> **Input for this task**:
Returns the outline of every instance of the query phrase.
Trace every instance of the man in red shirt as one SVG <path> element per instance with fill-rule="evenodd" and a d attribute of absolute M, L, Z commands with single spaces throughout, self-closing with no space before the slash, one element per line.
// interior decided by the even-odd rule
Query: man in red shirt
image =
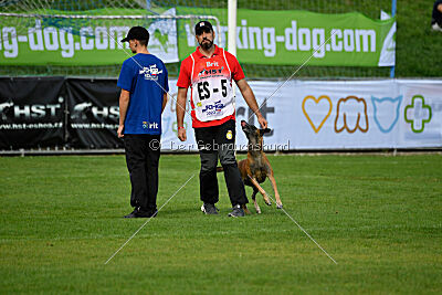
<path fill-rule="evenodd" d="M 219 200 L 218 157 L 224 170 L 224 179 L 233 210 L 229 217 L 243 217 L 242 204 L 248 203 L 244 183 L 234 155 L 235 103 L 232 81 L 254 112 L 262 128 L 267 122 L 260 113 L 255 96 L 245 81 L 235 56 L 213 44 L 212 24 L 200 21 L 194 28 L 197 50 L 181 63 L 178 77 L 177 124 L 178 138 L 187 139 L 183 127 L 187 91 L 191 88 L 191 117 L 201 159 L 200 198 L 206 214 L 218 214 L 214 204 Z"/>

> **Exercise directions**:
Quote the lines above word for word, but leave out the picture.

> **Result for this exercise**:
Returns the outline of every instance of the query phrase.
Trace every instance of the man in red shirt as one SVG <path> element per instance with fill-rule="evenodd" and a d attribute of absolute M, L, Z commands with single spaces throughout, self-closing with no space before the slash, one element per line.
// interior decided by the even-odd rule
Query: man in red shirt
image =
<path fill-rule="evenodd" d="M 219 200 L 218 157 L 224 170 L 224 179 L 233 210 L 229 217 L 243 217 L 242 204 L 248 203 L 244 183 L 234 155 L 235 103 L 232 81 L 254 112 L 262 128 L 267 122 L 260 113 L 255 96 L 245 81 L 235 56 L 213 44 L 212 24 L 200 21 L 194 28 L 197 50 L 181 63 L 178 77 L 177 124 L 178 138 L 187 139 L 183 127 L 187 91 L 191 88 L 191 117 L 201 159 L 200 198 L 206 214 L 218 214 L 214 204 Z"/>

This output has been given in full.